QUESTIONS ON THE MATERIAL:
**1.** According to the review of The Witch Elm, in what year did Tana French's debut novel come out?
**2.** Reproduce word for word the part of the review of The Witch Elm that begins at the words "Twenty-eight-year-old Toby Hennessy" and stops after "tarnishing his sparkle.".

TEXT SHOWN:
-- Opening Marker --

DECEMBER 21, 2018
TANA FRENCH HAS BEEN breaking the conventions of the mystery genre since 2007, when her debut novel, In the Woods, did something unexpected, some would say unforgivable. Whether you loved it or hated it, you remembered it because even her first time out, it was clear that she was a major talent with a tremendous career ahead of her.
French went on to write five more books in the Dublin Murder Squad series, all of them sprinkled through with the kind of ambiguity that was becoming her trademark: not every question is answered, not every case has a satisfying resolution, there are hints of supernatural phenomena left unexplained, and she always leaves you wanting more. Her unorthodox approach extends to the series in toto — rather than building it upon a single character, each book features a different detective at the POV-helm, each time cheerfully breaking the hearts of fans who’ve formed attachments to one detective or another. These attachments are verifiable — howled across social media platforms — readers declaring their favorites as loyally as any boy band fan, thrilled if “theirs” makes an appearance in a later book (me, I’m team Mackey). For French, the characters have always been as important, perhaps even more important, than the crime, and her detectives are more than just cookie-cutter stereotypes there to get the job done. They are achingly flawed, human, complex; the kinds of authentically realized characters worthy of a reader’s teen-scream allegiance.
What’s the next logical step for an author so keen to keep readers on their toes; what’s Tana French’s version of a canvas-shredding frame? It’s The Witch Elm: a standalone title more psychological suspense than procedural — a murder mystery without a corpse for more than 150 pages, and an unreliable narrator who is both victim and suspect, as flawed and human as any of French’s previous characters. But this time, no one’s fighting to make him “theirs.”
Twenty-eight-year-old Toby Hennessy is not a hero for our times. In a day and age in which we’ve become perfectly comfortable rooting for the villains in our entertainment, he’s not even an antihero for our times. He’s something stickier — a contemporary archetype all too familiar to anyone with an eye on the news cycle: the privileged man facing the consequences of his actions for the first time ever, forced to take a personal inventory, shocked to find flaws tarnishing his sparkle.
The book opens with a statement perfectly capturing Toby’s brand of blasé entitlement: “I’ve always considered myself to be, basically, a lucky person […] Not that I spent much time thinking about this, but when it occurred to me, it was with a satisfying sense that everything was going exactly as it should.”
“Luck” to him is having never experienced significant loss or hardship prior to the events in the book, but it is more intrinsic than that: Toby is a young, attractive, straight white male from an affluent family. He’s educated, he has a good job doing PR and marketing at a prestigious art gallery, and he’s three years into a relationship with his effervescent, devoted girlfriend Melissa. A life without obstacles has given him confidence and an easy charm, and so far, he’s been able to talk his way out of any trouble that’s come his way.

-- Closing Marker --

RECORD EXCERPTS:
-- Opening Marker --

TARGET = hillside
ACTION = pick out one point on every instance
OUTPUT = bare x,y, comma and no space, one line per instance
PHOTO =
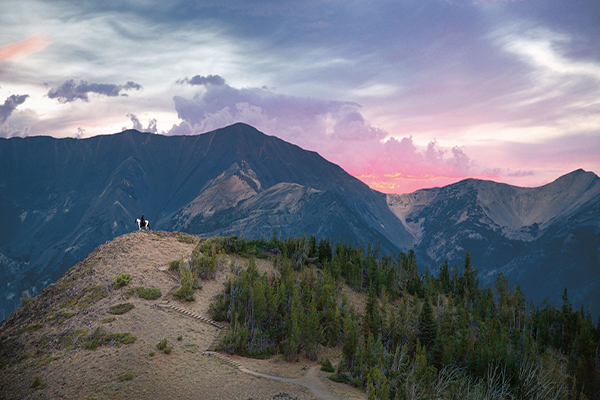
48,336
545,238
61,198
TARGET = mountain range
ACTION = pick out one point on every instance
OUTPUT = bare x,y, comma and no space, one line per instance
61,198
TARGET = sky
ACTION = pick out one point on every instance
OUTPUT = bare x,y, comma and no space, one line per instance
403,94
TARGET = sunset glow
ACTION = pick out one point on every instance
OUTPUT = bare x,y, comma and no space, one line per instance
403,95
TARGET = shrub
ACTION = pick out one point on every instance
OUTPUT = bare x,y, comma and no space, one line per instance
187,239
34,327
185,293
65,315
92,344
205,266
164,346
144,293
149,293
89,296
121,280
327,366
37,383
121,308
125,377
339,377
175,264
100,337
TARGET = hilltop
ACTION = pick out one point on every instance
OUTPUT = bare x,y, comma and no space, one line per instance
61,198
48,336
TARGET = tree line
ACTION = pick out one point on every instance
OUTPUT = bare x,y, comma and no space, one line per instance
420,335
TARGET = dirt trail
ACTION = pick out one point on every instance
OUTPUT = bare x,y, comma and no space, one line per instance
310,380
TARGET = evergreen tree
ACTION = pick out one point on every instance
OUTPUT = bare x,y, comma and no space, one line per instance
350,341
313,335
427,326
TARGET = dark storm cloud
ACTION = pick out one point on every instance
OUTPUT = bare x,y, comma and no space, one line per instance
10,104
72,90
214,80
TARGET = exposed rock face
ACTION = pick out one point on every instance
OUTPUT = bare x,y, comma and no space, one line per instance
544,238
60,198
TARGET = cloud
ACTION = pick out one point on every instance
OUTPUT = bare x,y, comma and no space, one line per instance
214,80
137,124
10,104
72,90
337,130
24,47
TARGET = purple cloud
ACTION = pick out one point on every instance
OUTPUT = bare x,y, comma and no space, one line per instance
214,80
71,90
137,124
10,104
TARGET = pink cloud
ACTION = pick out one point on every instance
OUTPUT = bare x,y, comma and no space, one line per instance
23,48
339,132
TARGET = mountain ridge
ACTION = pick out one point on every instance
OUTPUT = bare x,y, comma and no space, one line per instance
60,198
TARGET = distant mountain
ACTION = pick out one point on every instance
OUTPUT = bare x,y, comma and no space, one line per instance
60,198
545,238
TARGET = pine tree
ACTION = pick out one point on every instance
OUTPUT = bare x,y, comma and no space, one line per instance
313,335
350,341
427,327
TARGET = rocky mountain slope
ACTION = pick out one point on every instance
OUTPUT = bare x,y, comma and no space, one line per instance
68,342
545,238
60,198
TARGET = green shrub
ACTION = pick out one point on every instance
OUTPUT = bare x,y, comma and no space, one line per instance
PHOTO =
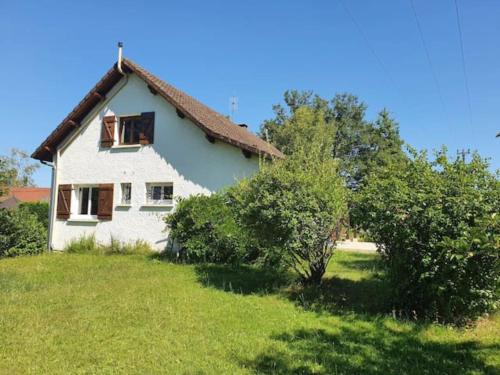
39,209
88,244
21,233
437,224
205,229
293,206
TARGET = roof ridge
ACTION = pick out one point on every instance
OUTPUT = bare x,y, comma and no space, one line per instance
213,123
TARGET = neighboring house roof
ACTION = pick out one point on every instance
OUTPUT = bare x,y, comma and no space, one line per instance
24,194
9,202
212,123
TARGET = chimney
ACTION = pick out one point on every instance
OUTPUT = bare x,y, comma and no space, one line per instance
120,56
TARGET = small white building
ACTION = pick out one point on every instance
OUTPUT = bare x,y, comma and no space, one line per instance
130,148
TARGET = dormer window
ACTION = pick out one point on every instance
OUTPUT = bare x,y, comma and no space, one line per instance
135,130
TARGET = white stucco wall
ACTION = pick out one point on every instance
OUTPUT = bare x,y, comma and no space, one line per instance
180,154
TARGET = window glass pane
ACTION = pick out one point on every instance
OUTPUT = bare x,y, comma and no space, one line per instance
84,201
156,193
94,201
126,193
168,192
130,129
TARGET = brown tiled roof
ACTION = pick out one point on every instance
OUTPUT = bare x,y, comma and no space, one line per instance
212,123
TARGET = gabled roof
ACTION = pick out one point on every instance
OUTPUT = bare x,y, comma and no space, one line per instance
212,123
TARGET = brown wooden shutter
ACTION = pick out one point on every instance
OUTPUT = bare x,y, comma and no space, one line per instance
108,131
148,127
63,201
105,202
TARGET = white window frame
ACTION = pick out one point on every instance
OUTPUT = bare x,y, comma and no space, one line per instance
124,202
79,202
159,202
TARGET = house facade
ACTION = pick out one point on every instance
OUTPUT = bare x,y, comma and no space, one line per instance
130,148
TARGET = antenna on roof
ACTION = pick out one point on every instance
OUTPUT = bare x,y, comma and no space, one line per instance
233,104
120,57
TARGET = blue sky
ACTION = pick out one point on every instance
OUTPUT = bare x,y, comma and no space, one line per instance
53,53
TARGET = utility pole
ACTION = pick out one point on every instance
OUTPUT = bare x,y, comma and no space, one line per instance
233,104
463,153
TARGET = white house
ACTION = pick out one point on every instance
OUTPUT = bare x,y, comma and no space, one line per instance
130,148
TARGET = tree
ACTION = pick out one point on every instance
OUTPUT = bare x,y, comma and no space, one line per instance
359,146
293,206
437,226
16,170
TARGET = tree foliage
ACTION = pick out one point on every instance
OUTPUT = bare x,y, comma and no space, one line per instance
205,229
293,206
437,225
16,170
21,233
358,145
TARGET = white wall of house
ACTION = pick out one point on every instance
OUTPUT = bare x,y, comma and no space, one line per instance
180,154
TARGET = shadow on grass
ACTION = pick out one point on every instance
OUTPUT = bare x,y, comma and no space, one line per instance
241,279
362,262
343,296
335,295
367,348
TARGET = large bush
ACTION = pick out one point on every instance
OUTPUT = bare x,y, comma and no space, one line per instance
295,205
205,229
437,224
21,233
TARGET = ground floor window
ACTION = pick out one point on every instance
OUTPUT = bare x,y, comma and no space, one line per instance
88,198
159,193
126,193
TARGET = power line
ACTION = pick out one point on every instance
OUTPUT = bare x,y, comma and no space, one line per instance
463,61
429,61
370,46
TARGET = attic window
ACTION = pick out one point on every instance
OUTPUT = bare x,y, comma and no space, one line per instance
136,130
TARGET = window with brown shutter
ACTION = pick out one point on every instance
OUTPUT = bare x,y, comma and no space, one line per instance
105,202
148,128
108,131
135,130
63,201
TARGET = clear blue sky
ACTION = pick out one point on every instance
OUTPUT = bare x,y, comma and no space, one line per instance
54,52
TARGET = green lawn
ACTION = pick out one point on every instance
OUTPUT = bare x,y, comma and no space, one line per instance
62,313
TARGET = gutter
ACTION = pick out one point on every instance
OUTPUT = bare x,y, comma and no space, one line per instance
52,204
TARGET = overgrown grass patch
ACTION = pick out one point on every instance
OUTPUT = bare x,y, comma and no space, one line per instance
86,313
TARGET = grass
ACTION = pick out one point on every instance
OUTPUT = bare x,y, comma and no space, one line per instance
88,313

-- Closing Marker --

WRITTEN RESPONSES:
**1.** 2007

**2.**
Twenty-eight-year-old Toby Hennessy is not a hero for our times. In a day and age in which we’ve become perfectly comfortable rooting for the villains in our entertainment, he’s not even an antihero for our times. He’s something stickier — a contemporary archetype all too familiar to anyone with an eye on the news cycle: the privileged man facing the consequences of his actions for the first time ever, forced to take a personal inventory, shocked to find flaws tarnishing his sparkle.